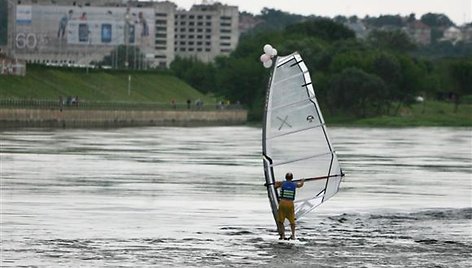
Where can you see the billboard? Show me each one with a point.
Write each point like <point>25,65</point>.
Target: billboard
<point>68,29</point>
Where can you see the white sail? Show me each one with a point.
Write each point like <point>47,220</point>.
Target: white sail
<point>295,138</point>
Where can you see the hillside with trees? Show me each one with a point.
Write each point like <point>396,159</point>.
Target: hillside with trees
<point>353,77</point>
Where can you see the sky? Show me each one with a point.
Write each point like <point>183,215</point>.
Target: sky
<point>459,11</point>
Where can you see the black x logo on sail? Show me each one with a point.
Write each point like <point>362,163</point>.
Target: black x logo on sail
<point>284,122</point>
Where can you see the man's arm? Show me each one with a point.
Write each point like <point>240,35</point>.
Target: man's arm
<point>300,184</point>
<point>277,184</point>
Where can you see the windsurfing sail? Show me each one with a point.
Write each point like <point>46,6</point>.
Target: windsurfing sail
<point>294,137</point>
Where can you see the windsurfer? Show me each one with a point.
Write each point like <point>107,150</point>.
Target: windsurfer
<point>286,206</point>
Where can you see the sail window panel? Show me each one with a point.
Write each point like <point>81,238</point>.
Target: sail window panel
<point>333,183</point>
<point>307,78</point>
<point>310,91</point>
<point>288,91</point>
<point>303,67</point>
<point>305,169</point>
<point>333,186</point>
<point>293,118</point>
<point>303,207</point>
<point>285,71</point>
<point>305,144</point>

==============================

Render the records above as a two-column CSV with the headers input and output, one row per record: its text in input and its answer in output, each as a single quoted field with line breaks replaced by spaces. Leave out the pictures.

Correct response
input,output
"Where can you see the billboard? Show me each one with a point. Write each point like <point>25,65</point>. Target: billboard","<point>68,29</point>"
"Where can you see the white sail? Show me each one with a point. Write each point like <point>47,220</point>. Target: white sail","<point>295,138</point>"
"Where can you see the hillside with trees? Show me each one with a point. Write each point like <point>396,159</point>. Target: hillside with trees","<point>353,77</point>"
"Where can you see the sky? Show me each one with a point. Write each point like <point>183,215</point>. Target: sky","<point>459,11</point>"
"Where can you see the black x logo on sail? Show me each one with a point. Write each point like <point>362,163</point>. Target: black x logo on sail","<point>284,122</point>"
"Where can you see the man's arm? Show me each one with a point. Write each point like <point>240,35</point>. Target: man's arm","<point>300,184</point> <point>277,184</point>"
"Where can you see the windsurfing sail? Show me each one with a point. Write each point like <point>46,6</point>. Target: windsurfing sail","<point>294,137</point>"
"Where can you see the windsurfer? Show me each one with a point. Write each point like <point>107,150</point>. Target: windsurfer","<point>286,206</point>"
"Where can you see the sail window panel? Show me each one with a point. Write each point like <point>81,238</point>. Target: sail window panel","<point>333,183</point> <point>307,78</point> <point>310,91</point> <point>288,91</point> <point>303,67</point> <point>305,169</point> <point>333,186</point> <point>293,118</point> <point>303,207</point> <point>285,71</point> <point>305,144</point>"